_Goal_: Return each row below that contains the word "pointed", copying the full row.

++++ Data excerpts ++++

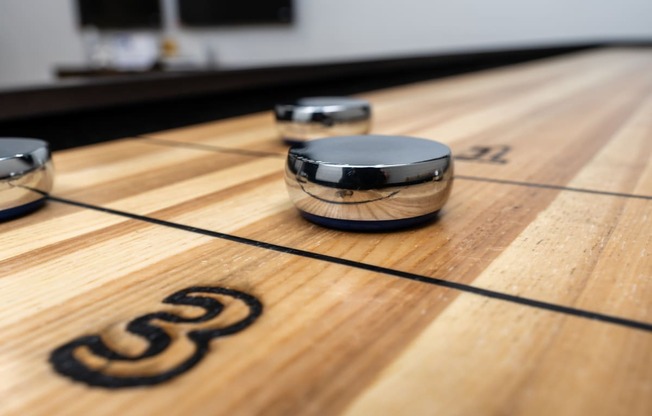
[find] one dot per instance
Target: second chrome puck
(369, 183)
(315, 117)
(26, 176)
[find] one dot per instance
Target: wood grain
(530, 295)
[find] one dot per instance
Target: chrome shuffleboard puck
(315, 117)
(369, 183)
(26, 175)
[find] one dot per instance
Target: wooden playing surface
(530, 295)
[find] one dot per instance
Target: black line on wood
(374, 268)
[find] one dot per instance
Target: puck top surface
(19, 156)
(371, 151)
(369, 162)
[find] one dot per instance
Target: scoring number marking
(485, 154)
(159, 346)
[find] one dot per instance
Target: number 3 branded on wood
(90, 360)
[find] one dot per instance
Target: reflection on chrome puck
(369, 183)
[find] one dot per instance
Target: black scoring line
(254, 153)
(554, 187)
(372, 268)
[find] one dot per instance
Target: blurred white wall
(37, 35)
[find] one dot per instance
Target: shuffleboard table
(170, 274)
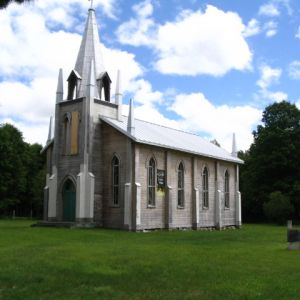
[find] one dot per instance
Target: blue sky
(209, 67)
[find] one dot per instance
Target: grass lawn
(56, 263)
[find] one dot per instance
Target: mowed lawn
(56, 263)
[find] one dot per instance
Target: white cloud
(219, 122)
(269, 10)
(143, 92)
(252, 28)
(297, 35)
(270, 28)
(194, 43)
(273, 96)
(268, 77)
(138, 31)
(294, 69)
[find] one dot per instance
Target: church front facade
(108, 170)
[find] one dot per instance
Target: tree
(12, 169)
(279, 208)
(5, 3)
(22, 174)
(273, 160)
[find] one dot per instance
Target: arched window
(151, 182)
(66, 134)
(180, 189)
(226, 189)
(205, 187)
(115, 180)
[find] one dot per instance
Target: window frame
(180, 185)
(115, 164)
(205, 188)
(151, 183)
(226, 190)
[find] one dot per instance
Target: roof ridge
(187, 132)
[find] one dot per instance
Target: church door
(69, 201)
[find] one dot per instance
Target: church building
(109, 170)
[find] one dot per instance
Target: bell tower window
(104, 83)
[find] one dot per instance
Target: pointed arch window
(66, 133)
(151, 182)
(226, 189)
(205, 187)
(180, 187)
(115, 179)
(104, 83)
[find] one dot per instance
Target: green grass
(52, 263)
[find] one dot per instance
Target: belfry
(108, 170)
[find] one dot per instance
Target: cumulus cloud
(269, 10)
(270, 28)
(217, 122)
(252, 28)
(192, 44)
(138, 31)
(297, 35)
(294, 69)
(269, 76)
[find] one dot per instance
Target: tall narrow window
(180, 185)
(66, 135)
(115, 179)
(151, 182)
(205, 187)
(226, 189)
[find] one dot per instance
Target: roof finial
(130, 122)
(234, 150)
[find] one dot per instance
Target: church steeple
(89, 50)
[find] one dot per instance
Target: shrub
(279, 208)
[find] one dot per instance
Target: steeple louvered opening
(103, 84)
(74, 81)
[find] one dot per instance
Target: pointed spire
(60, 87)
(119, 95)
(131, 121)
(234, 151)
(91, 81)
(89, 50)
(50, 130)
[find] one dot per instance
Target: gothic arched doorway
(69, 201)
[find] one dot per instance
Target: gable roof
(165, 137)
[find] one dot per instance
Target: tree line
(22, 174)
(270, 176)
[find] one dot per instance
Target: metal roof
(165, 137)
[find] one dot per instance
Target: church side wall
(206, 214)
(182, 217)
(155, 217)
(228, 214)
(151, 216)
(113, 143)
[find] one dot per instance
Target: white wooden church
(108, 170)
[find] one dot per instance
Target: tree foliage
(279, 208)
(21, 173)
(273, 160)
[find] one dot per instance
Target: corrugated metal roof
(161, 136)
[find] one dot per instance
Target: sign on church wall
(161, 179)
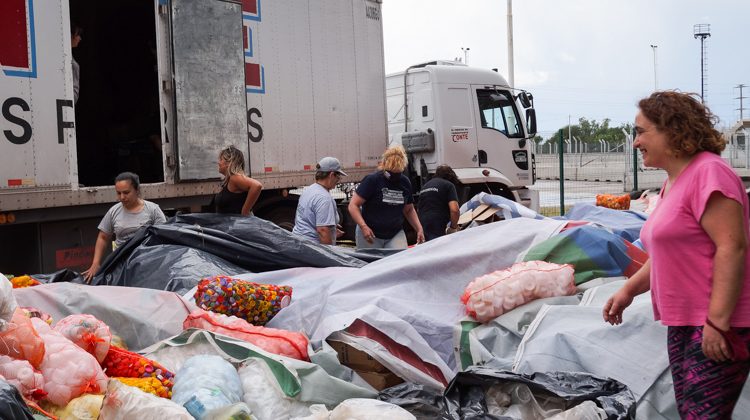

++++

_Solved problem_:
Target: pointed arch window
Target: pointed spire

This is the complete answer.